Start of DOCUMENT TEXT
Come on football clubs give us a brass band at half-time, a shoot out, a hit the crossbar challenge or maybe even a Police Dog Display team, they were always good value. The cost of a weeks shopping is what it takes to go and see a football match these days and that to me is not giving value for money for ninety minutes football (plus added on time) and no unarmed mascot combat.

Monday, 15 September 2008

The Truth Is Out There

The Large Hadron Collider was switched on last week amid lots of ill informed speculation and scaremongering from those claiming that the end of the world is nigh, the use of the web to spread fears that flicking the switch on the LHC could create a Black Hole that could swallow up the Earth was of concern to inventor of the internet Sir Tim Berners-Lee. Okay so the switch-on did happen to coincide with earthquakes in Iran and China but thats all it was, coincidence, in fact both stories were hardly reported. I found out about the Iranian quake by text message as it was happening from a friend in Dubai who had to leave her office block when it started to shake, the tremor was felt right across the Gulf States.

The Worldwide Web is the catalyst for wrong information, when Sir Tim invented the web I bet he hadn't reckoned on Wikipaedia for instance. A great idea in concept, someone posts a definition or an article about a subject or a famous person and anyone, yes anyone else can go into that article and add to it or embellish the definition. Many entries have found to be false, thus making the whole thing a website of misinformation, I have been told by a senior lecturer that some university students have actually copied and pasted wikipaedia extracts into their coursework. Thats not to say Wikipaedia is all bad, the majority of information in there is valid but some is wide of the mark.

There are also plenty of conspiracy theory websites out there, full of circumstantial, anecdotal and photographic evidence but how can we the web users separate the truth from fantasy? As the web evolves the user needs reassurance that what they are reading is factually accurate. When making a purchase online the safety certificate and the "padlock" logo both give you the signs that it is safe to use that site similarly a certificate or logo from the Worldwide Web Consortium could give a credibililty grading to a site, stars out of ten perhaps? The BBC getting nine and the Daily Mail with three, you get the picture? I found a story where John Terry was the FA spokesperson for a Respect Referees Campaign, surely some mistake?
End of DOCUMENT TEXT
Start of THE DATA
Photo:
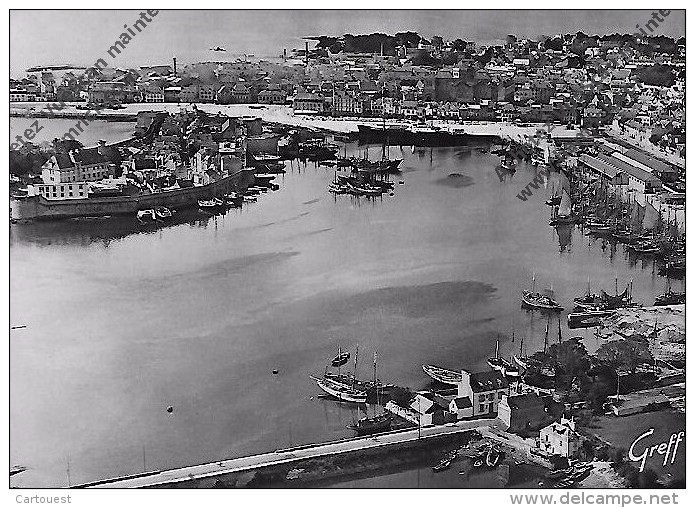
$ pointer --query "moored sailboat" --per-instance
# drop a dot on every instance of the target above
(446, 376)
End of THE DATA
WHAT YOU NEED TO DO>
A. In the blog post, how did the writer first hear about the earthquake in Iran?
B. Carry the blog post on past its last sentence, in the same voice.
None of the material is needed here.

OUTPUTS FOR THE TASKS>
A. By a text message, sent while the quake was happening, from a friend in Dubai.

B.
Many millions of people use the web for information every day and the not so well developed countries are in the early stages of using the web, for an African schoolchild logging on and finding a site that claims the HIV/AIDS virus is manmade by the CIA could be potentially harmful to a developing society.
The most popular conspiracy theories at present are The US Government planned the 11th September attacks, Princess Diana was murdered by the British Royal Family, The Apollo Moon Landings (my favourite this one, as I don't believe the Americans actually landed on the Moon). Global Warming or Climate Change was invented by scientists when the Cold War ended so they wouldn't lose their funding, and most unbelievable of all Arcadi Gaydamak, the Jerusalem based Russian-Israeli businessman, has said for the first time that he, rather than his son Sacha is the owner of Portsmouth Football Club. He claims that the club are up for sale for £300m and that the new stadium will be built in conjunction with the Dubai Royal Family (£300m! a tad overpriced?)

So we'll wait and see where the Hadron Collider takes us, it may be that the Cern scientists will discover free renewable energy from their LHC experiments and pass the benefits onto mankind, now then that's a conspiracy theory that I'd like to start.